AIM: Could you rewrite all of the data with "instance" swapped for "object" everywhere it occurs, leaving everything else untouched?

SUPPLIED INFORMATION:

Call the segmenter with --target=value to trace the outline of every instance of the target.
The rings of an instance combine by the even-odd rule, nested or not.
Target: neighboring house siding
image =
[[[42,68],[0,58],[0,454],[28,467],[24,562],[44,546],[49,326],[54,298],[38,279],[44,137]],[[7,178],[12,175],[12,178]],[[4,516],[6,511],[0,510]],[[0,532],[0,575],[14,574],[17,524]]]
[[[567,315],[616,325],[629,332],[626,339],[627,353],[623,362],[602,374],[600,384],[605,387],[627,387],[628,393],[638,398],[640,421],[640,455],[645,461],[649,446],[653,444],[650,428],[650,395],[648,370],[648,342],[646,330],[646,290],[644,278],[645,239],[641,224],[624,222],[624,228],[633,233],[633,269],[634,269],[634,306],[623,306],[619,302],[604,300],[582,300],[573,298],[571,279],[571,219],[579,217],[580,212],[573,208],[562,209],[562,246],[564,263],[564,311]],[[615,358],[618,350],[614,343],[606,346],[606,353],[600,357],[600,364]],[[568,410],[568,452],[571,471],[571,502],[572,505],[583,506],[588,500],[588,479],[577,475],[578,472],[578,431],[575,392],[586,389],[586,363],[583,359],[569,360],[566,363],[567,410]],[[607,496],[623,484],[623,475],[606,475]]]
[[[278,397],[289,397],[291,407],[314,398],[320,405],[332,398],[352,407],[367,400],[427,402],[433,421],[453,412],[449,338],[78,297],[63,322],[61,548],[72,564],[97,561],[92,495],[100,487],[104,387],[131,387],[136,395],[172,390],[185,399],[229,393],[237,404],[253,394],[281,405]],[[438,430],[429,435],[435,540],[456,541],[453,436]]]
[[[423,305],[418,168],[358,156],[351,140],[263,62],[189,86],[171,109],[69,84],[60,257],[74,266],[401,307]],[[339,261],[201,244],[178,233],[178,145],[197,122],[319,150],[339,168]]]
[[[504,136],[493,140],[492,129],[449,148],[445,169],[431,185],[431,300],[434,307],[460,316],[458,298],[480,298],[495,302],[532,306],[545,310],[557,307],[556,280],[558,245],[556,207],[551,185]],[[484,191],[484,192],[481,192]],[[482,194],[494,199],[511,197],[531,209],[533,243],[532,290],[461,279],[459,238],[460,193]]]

EXPECTED ANSWER:
Call the segmenter with --target=value to trace the outline of every object of the target.
The rings of an object combine by the even-odd rule, nested or not.
Target: neighboring house siding
image =
[[[42,68],[0,58],[0,454],[28,467],[24,562],[44,546],[49,326],[54,298],[38,279],[44,137]],[[7,178],[12,175],[12,178]],[[4,516],[6,511],[0,510]],[[0,532],[0,575],[14,574],[17,524]]]
[[[567,315],[616,325],[629,332],[626,339],[627,353],[623,362],[602,374],[600,384],[605,387],[627,387],[628,393],[638,398],[640,421],[640,455],[645,461],[649,446],[653,444],[650,428],[650,395],[648,370],[648,342],[646,330],[646,290],[644,278],[645,239],[641,224],[624,222],[624,228],[633,233],[633,269],[634,269],[634,306],[623,306],[619,302],[604,300],[582,300],[573,298],[571,279],[571,219],[579,217],[580,212],[573,208],[562,209],[562,246],[564,263],[564,311]],[[615,358],[618,350],[614,343],[606,346],[606,353],[600,357],[600,364]],[[568,410],[568,452],[571,471],[571,502],[572,505],[583,506],[588,500],[588,479],[577,475],[578,472],[578,431],[575,392],[586,389],[586,363],[583,359],[569,360],[566,363],[567,410]],[[607,496],[623,484],[623,475],[606,475]]]
[[[278,397],[289,397],[291,407],[314,398],[320,405],[332,398],[352,407],[367,400],[427,402],[433,421],[453,412],[449,338],[78,297],[63,322],[61,548],[72,564],[97,561],[92,495],[100,487],[104,387],[131,387],[136,395],[172,390],[185,399],[229,393],[237,404],[253,394],[281,405]],[[438,430],[429,435],[435,540],[456,541],[453,436]]]
[[[423,305],[418,168],[358,156],[351,140],[263,62],[189,86],[171,109],[69,84],[60,257],[74,266],[401,307]],[[339,261],[201,244],[178,233],[178,145],[197,122],[319,150],[339,168]]]
[[[504,136],[493,140],[492,129],[449,148],[445,169],[431,185],[431,300],[434,307],[460,316],[458,298],[480,298],[495,302],[532,306],[545,310],[557,307],[556,280],[558,245],[556,207],[551,185]],[[484,191],[484,192],[481,192]],[[482,194],[494,199],[511,197],[531,209],[533,243],[532,290],[461,279],[459,238],[460,193]]]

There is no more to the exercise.